#### AIM OF THE TASK
Copy out, exactly as given, every line from the line with "output [[411, 78]]." to the end of the listing, both of those lines included.

Excerpts of location labeling data:
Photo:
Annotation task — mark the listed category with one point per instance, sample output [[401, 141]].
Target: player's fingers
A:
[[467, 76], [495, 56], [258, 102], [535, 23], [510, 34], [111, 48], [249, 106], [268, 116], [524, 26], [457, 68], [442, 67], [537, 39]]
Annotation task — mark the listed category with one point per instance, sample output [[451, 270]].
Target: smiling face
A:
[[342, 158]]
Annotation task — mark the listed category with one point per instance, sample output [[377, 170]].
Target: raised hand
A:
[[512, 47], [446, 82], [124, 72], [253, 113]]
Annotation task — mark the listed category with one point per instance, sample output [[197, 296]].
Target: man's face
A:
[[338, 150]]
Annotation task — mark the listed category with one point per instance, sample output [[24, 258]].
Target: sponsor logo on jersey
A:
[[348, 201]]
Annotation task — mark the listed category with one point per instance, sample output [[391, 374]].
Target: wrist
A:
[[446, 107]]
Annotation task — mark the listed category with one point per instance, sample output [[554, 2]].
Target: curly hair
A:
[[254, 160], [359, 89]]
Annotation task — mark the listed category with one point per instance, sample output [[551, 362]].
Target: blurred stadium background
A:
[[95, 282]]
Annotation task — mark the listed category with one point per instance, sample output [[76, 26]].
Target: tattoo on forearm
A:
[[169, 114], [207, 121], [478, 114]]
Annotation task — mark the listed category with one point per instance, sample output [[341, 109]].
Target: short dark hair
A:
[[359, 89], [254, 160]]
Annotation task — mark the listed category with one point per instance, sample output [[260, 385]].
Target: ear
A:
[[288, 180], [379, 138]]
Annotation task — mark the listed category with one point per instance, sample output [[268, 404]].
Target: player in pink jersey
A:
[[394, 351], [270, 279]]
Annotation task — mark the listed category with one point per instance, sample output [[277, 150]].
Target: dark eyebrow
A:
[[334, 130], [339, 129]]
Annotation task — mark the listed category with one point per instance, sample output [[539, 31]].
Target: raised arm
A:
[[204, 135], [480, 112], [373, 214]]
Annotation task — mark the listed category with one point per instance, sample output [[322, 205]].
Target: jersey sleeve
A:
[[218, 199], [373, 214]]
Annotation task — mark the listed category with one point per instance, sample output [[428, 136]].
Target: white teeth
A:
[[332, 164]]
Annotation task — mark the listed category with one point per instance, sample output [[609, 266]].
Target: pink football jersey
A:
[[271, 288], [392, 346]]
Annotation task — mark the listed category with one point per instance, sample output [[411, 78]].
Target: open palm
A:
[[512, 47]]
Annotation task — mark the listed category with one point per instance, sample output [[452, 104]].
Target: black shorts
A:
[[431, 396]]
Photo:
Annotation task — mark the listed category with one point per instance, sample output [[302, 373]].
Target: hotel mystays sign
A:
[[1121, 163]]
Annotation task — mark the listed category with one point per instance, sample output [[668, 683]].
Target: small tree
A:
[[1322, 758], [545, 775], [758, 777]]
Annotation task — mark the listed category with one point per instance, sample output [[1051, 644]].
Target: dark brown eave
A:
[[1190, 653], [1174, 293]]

#### FINAL ANSWER
Annotation task — mark the listed category with one point per instance, sample output [[411, 78]].
Target: open palm
A:
[[512, 47]]
Annotation task — mark the listed category with one point per instance, sample output [[452, 104]].
Target: black shorts
A:
[[431, 396]]
Photo:
Annotation task — mark the listed category with one point per instance, sample output [[302, 373]].
Target: hotel mystays sign
A:
[[1121, 163]]
Annotation task — mark the listed category with one point per instance, sample output [[668, 683]].
Target: small tree
A:
[[1322, 758], [545, 775], [758, 777]]
Annotation task — mark the listed category with one point per instance, sample output [[1051, 644]].
Target: dark brown eave
A:
[[1190, 653], [1174, 293]]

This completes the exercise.